━━━ Document segment

This Markov chain has two states, denoted by vertices A and E. Each vertex has incoming and outgoing edges, with each edge having a weight value associated with it corresponding to a probability. For example, starting at state A, there is a 40% chance that the next state will be a transition to state E, and a 60% chance that the next state will stay at A. In order to be a Markov chain, the sum of all outgoing edge weights for every node must add up to 1.0 (100%); if we start at a vertex then we have to make a move somewhere in the next step. The other characteristic is that the future only depends on the immediate past: the probability of transitioning to any particular state is dependent solely on the current state, and not on the sequence of state transitions that happened earlier in time. This gives Markov chains the property of being memoryless.

An example

Despite initially seeming complex, creating a basic Markov chain is pretty straightforward. To create the Markov chain, we need to take the input corpus of text and build a directed graph for it. Each vertex in this graph will correspond to a word, and each vertex will have an edge to an adjacent word. Then, to generate a sentence, we can start with a seed word and perform a random walk starting from the seed word up to a specified length.

As an example, look at the following input text:

A paragraph is a self-contained unit of discourse in writing dealing with a particular point or idea. A paragraph consists of one or more sentences. Though not required by the syntax of any language, paragraphs are usually an expected part of formal writing, used to organize longer prose.

To quickly build a directed graph for this, we can utilize a dictionary. Each key in this dictionary will correspond to a vertex, and the list of values for this key will correspond to edges.

{
  'a': ['paragraph', 'self-contained', 'particular', 'paragraph'],
  'paragraph': ['is', 'consists'],
  'is': ['a'],
  'self-contained': ['unit'],
  'unit': ['of'],
  'of': ['discourse', 'one', 'any', 'formal'],
  'discourse': ['in'],
  'in': ['writing'],
  'writing': ['dealing', 'used'],
  'dealing': ['with'],
  'with': ['a'],
  'particular': ['point'],
  'point': ['or'],
  'or': ['idea', 'more'],
  ...
}

If we look at the dictionary output and reference the original text, we can better understand how it was built. Looking through the text, for every instance where the word a appears, we store its adjacent word. In this case, there were four places where the word a had an adjacent word:

A paragraph is …

a self-contained unit of discourse …

a particular point or idea …

A paragraph consists of one ….

The same logic follows for paragraph, is, and so on. One important thing to note is that the keys are not case sensitive. The occurrence of A and a in the text are treated as being the same word, which is a behavior that we desire. Aside from capitalization, there are also other features from the text that we would like to transform or filter out: punctuation marks, newlines, extraneous spaces, and non-printable characters should be removed from the text before the Markov chain is built. Doing this normalization process will help make the output look more consistent with how real sentences are structured.

━━━━━━
━━━ Dataset records

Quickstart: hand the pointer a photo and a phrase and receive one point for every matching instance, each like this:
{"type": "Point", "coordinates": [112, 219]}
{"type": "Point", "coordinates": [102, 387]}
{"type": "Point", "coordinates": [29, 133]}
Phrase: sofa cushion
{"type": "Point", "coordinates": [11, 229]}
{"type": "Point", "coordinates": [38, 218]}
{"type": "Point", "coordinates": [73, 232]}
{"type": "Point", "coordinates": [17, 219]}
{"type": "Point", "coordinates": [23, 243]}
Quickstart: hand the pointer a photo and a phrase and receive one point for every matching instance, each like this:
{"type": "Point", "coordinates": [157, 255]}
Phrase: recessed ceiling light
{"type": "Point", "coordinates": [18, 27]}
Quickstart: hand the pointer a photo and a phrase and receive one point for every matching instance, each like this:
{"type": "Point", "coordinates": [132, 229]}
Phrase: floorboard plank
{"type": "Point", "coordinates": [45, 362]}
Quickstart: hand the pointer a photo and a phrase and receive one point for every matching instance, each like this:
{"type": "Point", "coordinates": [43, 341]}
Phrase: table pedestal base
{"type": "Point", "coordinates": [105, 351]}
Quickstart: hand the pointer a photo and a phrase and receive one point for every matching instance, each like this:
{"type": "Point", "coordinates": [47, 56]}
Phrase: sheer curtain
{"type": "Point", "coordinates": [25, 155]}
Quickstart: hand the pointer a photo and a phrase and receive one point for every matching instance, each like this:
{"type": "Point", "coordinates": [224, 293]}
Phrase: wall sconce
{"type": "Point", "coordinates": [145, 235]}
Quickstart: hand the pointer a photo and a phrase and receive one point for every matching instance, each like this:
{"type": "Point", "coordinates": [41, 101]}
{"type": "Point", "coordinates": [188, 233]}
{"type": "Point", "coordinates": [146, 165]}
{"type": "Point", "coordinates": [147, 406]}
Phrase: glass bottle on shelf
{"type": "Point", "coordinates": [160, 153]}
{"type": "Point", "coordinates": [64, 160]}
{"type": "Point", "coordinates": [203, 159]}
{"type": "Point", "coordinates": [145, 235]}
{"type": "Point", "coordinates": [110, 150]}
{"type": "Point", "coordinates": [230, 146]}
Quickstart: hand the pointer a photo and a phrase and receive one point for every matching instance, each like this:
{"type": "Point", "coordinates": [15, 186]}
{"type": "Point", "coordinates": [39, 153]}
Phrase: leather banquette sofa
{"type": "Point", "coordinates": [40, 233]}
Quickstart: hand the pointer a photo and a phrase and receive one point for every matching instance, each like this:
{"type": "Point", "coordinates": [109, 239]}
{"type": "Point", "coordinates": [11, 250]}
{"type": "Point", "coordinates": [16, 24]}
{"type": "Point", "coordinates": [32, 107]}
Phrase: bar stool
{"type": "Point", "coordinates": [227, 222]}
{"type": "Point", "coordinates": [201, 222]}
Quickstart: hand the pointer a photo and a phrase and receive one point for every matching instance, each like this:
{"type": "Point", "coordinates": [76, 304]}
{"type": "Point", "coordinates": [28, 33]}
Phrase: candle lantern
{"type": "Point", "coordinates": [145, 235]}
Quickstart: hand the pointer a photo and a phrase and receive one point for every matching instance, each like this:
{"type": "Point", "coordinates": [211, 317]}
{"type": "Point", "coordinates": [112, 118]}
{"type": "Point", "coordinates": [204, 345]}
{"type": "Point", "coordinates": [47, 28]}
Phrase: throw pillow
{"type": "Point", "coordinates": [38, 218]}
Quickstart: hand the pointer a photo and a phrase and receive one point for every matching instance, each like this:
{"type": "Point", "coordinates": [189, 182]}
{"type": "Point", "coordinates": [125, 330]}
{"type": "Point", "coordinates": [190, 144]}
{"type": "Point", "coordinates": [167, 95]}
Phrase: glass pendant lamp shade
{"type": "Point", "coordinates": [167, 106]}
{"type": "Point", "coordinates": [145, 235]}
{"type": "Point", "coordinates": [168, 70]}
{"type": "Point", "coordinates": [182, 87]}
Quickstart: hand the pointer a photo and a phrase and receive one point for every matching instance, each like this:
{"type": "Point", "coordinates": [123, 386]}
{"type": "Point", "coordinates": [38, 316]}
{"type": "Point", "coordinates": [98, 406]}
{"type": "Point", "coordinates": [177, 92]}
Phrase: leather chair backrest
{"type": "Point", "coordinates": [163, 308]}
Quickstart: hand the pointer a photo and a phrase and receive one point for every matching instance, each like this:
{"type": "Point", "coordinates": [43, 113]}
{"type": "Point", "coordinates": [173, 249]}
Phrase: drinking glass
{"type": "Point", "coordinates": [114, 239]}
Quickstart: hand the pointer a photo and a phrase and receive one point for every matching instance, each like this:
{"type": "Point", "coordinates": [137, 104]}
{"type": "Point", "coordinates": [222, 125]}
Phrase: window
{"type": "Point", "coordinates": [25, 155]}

━━━━━━

*Task prompt*:
Answer these from the Markov chain text:
(a) Starting at state A, what is the probability that the next state stays at A?
(b) How many places in the input text had the word "a" followed by an adjacent word?
(c) What should be removed from the text before the Markov chain is built?

*Solution to this task*:
(a) 60%
(b) Four
(c) Punctuation marks, newlines, extraneous spaces, and non-printable characters